• **Coordinate annotation records**:
────────────────────────────────────────
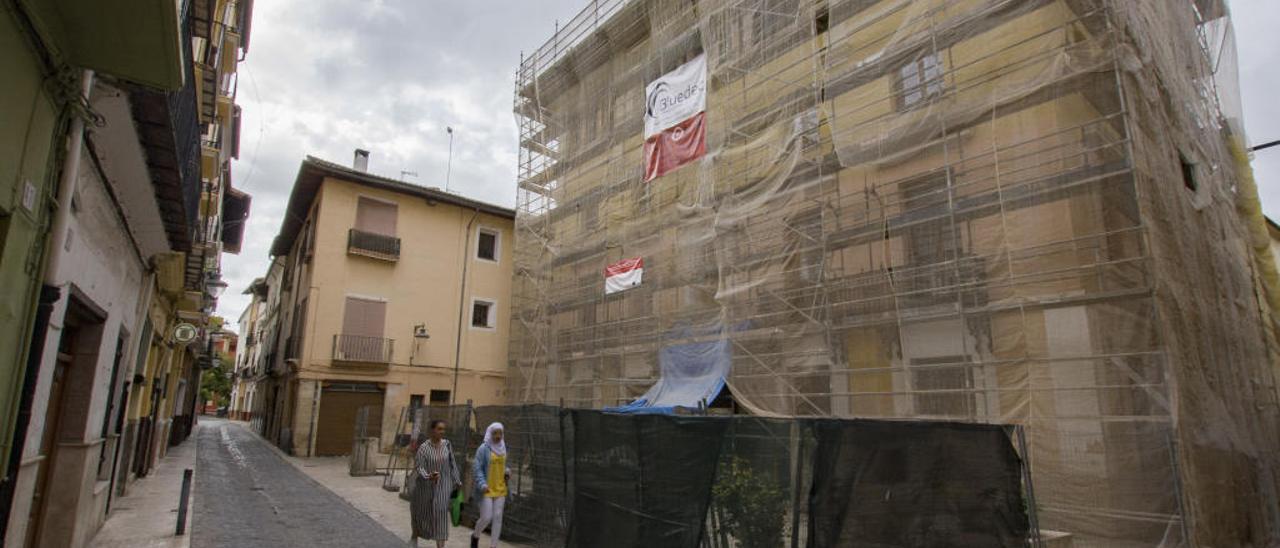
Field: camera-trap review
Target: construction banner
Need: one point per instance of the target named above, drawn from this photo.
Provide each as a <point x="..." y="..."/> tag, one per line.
<point x="675" y="132"/>
<point x="624" y="274"/>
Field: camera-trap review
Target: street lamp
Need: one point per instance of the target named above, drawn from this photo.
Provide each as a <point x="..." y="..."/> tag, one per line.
<point x="215" y="287"/>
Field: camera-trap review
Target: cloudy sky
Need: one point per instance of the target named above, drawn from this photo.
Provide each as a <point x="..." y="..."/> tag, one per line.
<point x="325" y="77"/>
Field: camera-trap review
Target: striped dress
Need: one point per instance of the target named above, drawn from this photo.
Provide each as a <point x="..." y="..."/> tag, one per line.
<point x="429" y="506"/>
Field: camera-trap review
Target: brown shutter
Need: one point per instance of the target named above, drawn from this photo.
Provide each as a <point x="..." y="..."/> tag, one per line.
<point x="376" y="217"/>
<point x="364" y="318"/>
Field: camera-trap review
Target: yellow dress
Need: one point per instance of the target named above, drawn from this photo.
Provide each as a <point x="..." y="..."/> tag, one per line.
<point x="497" y="478"/>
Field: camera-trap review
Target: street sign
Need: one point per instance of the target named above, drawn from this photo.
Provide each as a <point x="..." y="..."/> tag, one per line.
<point x="184" y="333"/>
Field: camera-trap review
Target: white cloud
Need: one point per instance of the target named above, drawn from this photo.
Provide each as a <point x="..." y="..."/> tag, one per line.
<point x="325" y="77"/>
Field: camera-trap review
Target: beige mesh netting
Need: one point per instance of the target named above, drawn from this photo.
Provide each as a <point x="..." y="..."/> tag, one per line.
<point x="974" y="210"/>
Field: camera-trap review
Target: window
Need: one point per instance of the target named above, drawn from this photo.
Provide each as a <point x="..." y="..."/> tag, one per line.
<point x="1188" y="173"/>
<point x="483" y="314"/>
<point x="944" y="387"/>
<point x="364" y="316"/>
<point x="487" y="245"/>
<point x="440" y="397"/>
<point x="361" y="338"/>
<point x="375" y="217"/>
<point x="919" y="81"/>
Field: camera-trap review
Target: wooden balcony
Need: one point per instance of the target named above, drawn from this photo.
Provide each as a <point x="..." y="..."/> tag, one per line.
<point x="373" y="245"/>
<point x="362" y="350"/>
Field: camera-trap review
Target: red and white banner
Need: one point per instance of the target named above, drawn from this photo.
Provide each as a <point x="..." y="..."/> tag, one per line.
<point x="675" y="129"/>
<point x="624" y="274"/>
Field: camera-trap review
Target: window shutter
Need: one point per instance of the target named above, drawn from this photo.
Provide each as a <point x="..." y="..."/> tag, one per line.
<point x="373" y="215"/>
<point x="364" y="318"/>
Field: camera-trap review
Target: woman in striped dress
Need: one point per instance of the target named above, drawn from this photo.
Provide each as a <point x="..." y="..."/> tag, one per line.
<point x="437" y="479"/>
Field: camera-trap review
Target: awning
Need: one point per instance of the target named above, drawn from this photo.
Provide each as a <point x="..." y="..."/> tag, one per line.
<point x="690" y="375"/>
<point x="234" y="215"/>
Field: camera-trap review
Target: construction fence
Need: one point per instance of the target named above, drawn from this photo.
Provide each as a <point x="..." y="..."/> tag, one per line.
<point x="583" y="478"/>
<point x="991" y="211"/>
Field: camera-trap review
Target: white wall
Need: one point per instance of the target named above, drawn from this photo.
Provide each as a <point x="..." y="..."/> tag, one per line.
<point x="103" y="264"/>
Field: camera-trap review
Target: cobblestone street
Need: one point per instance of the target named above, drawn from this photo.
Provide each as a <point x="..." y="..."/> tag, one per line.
<point x="247" y="496"/>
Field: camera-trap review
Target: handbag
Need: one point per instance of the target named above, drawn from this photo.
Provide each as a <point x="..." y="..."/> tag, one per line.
<point x="455" y="499"/>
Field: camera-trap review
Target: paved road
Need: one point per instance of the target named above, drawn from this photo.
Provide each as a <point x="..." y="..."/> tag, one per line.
<point x="247" y="496"/>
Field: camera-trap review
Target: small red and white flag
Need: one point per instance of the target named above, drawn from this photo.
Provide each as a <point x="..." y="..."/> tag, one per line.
<point x="675" y="129"/>
<point x="624" y="274"/>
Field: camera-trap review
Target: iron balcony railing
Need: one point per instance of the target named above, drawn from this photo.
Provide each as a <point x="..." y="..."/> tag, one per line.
<point x="373" y="245"/>
<point x="360" y="348"/>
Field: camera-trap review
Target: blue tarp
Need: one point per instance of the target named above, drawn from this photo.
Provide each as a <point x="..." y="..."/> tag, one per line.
<point x="690" y="375"/>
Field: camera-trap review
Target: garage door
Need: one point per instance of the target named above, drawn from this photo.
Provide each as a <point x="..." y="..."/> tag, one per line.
<point x="339" y="405"/>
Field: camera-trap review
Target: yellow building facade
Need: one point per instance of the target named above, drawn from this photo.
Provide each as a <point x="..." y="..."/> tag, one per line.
<point x="950" y="210"/>
<point x="392" y="296"/>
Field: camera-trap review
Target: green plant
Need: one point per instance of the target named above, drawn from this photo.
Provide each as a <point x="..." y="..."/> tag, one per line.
<point x="754" y="507"/>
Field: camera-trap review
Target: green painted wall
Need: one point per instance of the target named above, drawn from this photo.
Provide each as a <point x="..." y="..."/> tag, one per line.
<point x="30" y="128"/>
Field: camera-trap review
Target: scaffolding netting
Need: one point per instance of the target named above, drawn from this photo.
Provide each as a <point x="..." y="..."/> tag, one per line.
<point x="992" y="211"/>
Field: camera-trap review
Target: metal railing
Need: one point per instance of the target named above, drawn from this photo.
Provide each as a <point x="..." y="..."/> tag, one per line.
<point x="360" y="348"/>
<point x="373" y="245"/>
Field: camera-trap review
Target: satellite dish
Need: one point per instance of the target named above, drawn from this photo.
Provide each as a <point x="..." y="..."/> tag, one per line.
<point x="184" y="333"/>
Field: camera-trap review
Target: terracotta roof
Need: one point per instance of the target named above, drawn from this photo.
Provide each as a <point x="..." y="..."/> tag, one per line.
<point x="314" y="170"/>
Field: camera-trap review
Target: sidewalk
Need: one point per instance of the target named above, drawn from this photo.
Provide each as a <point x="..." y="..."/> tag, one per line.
<point x="366" y="494"/>
<point x="147" y="516"/>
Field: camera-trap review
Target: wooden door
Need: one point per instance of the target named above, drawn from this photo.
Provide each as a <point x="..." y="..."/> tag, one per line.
<point x="336" y="425"/>
<point x="48" y="446"/>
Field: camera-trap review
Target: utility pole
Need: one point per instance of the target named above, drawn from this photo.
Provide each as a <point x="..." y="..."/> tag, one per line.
<point x="448" y="168"/>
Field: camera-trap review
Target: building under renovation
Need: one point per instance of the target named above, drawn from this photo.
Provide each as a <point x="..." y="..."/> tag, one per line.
<point x="1015" y="211"/>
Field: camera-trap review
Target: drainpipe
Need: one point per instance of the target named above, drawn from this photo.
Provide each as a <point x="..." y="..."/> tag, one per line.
<point x="67" y="190"/>
<point x="462" y="300"/>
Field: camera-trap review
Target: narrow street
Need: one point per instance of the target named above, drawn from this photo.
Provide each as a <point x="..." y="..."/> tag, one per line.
<point x="247" y="496"/>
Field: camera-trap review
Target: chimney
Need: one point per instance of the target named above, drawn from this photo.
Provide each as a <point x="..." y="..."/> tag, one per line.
<point x="361" y="161"/>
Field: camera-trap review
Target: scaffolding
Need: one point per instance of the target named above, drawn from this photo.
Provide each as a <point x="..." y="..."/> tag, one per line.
<point x="1009" y="211"/>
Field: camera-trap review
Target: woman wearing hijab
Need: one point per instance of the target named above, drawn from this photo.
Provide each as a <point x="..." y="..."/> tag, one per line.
<point x="437" y="479"/>
<point x="490" y="475"/>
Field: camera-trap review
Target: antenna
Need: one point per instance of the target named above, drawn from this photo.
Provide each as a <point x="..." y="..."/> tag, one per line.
<point x="448" y="168"/>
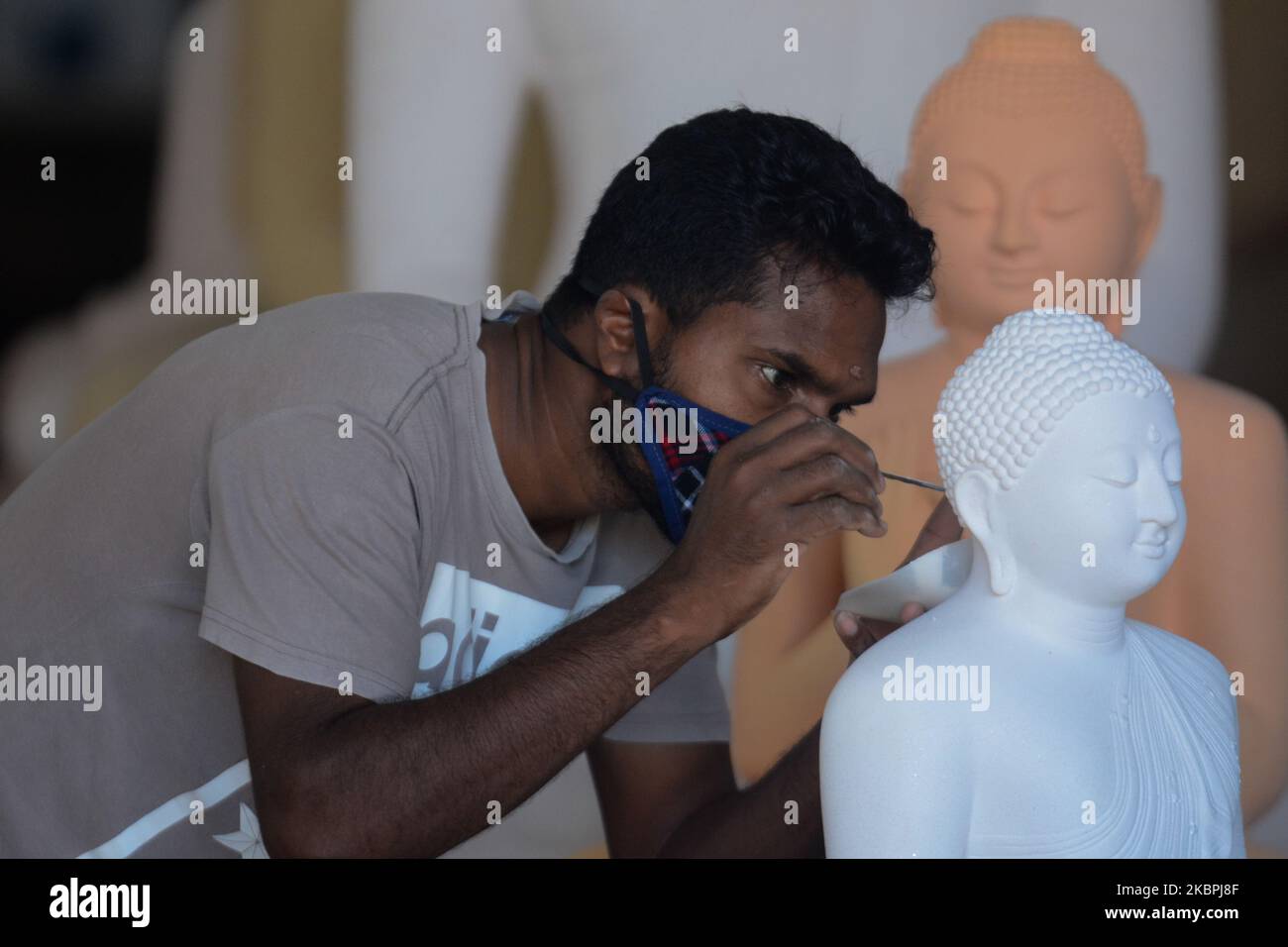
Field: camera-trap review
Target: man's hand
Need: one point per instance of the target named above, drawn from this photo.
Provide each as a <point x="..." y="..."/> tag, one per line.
<point x="793" y="478"/>
<point x="859" y="633"/>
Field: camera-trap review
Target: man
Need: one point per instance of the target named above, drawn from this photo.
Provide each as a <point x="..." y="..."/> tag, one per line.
<point x="318" y="560"/>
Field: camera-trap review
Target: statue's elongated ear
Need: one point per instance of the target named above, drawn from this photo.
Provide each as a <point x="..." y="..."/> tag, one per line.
<point x="975" y="493"/>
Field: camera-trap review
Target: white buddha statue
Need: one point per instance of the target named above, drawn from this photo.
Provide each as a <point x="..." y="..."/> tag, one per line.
<point x="1026" y="715"/>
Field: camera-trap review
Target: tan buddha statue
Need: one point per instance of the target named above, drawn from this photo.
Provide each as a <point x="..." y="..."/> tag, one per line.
<point x="1028" y="162"/>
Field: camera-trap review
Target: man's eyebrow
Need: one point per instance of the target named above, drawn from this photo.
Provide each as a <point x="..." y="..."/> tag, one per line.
<point x="798" y="367"/>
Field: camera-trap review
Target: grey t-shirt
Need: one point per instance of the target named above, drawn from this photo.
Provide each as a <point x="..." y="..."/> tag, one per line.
<point x="317" y="492"/>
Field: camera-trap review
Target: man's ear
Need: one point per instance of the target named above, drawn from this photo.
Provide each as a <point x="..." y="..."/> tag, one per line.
<point x="614" y="331"/>
<point x="975" y="495"/>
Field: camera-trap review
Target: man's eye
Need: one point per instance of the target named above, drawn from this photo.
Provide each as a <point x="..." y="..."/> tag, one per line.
<point x="777" y="377"/>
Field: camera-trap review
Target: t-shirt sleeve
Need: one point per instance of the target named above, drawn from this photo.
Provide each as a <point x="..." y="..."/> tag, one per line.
<point x="687" y="707"/>
<point x="312" y="560"/>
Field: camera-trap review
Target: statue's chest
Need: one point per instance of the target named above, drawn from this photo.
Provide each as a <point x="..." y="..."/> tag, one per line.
<point x="1121" y="772"/>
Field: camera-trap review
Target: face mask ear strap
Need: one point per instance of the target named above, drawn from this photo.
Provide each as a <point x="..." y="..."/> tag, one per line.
<point x="642" y="343"/>
<point x="619" y="388"/>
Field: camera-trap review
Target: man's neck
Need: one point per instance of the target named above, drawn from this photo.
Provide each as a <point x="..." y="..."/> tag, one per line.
<point x="536" y="401"/>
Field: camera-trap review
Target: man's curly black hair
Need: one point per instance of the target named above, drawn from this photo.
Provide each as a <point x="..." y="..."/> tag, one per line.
<point x="732" y="191"/>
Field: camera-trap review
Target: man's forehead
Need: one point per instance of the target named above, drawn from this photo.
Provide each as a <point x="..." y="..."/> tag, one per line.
<point x="838" y="343"/>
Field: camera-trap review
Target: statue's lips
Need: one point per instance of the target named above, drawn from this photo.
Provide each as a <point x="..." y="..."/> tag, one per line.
<point x="1154" y="551"/>
<point x="1012" y="278"/>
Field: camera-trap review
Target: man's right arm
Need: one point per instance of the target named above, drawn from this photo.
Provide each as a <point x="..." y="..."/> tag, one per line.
<point x="343" y="776"/>
<point x="313" y="557"/>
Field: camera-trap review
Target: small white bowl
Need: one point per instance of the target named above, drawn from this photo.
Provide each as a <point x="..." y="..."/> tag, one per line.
<point x="927" y="581"/>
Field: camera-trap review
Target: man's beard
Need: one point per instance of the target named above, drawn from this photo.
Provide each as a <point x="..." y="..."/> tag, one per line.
<point x="626" y="462"/>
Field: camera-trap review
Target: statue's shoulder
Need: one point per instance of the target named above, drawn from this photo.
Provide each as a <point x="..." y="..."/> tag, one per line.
<point x="1209" y="399"/>
<point x="1186" y="663"/>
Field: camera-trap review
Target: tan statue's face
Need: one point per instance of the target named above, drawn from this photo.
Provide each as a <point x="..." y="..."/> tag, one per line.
<point x="1022" y="198"/>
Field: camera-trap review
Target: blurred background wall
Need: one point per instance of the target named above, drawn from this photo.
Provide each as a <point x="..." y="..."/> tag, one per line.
<point x="476" y="167"/>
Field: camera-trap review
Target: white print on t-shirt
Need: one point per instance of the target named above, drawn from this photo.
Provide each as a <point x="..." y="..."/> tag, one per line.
<point x="471" y="625"/>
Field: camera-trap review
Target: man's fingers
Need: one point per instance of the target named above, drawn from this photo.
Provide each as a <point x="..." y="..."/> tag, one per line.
<point x="771" y="428"/>
<point x="825" y="475"/>
<point x="859" y="634"/>
<point x="815" y="438"/>
<point x="940" y="528"/>
<point x="829" y="513"/>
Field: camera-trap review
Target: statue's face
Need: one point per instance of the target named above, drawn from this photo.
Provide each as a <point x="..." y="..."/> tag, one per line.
<point x="1024" y="197"/>
<point x="1103" y="488"/>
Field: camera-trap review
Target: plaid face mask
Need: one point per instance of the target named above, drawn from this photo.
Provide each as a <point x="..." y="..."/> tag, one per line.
<point x="679" y="474"/>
────────────────────────────────────────
• **Problem statement**:
Count the lines in the rows above that contain the string "railing", treating uppercase and lowercase as different. Give only the number.

• **Solution to the exercise**:
2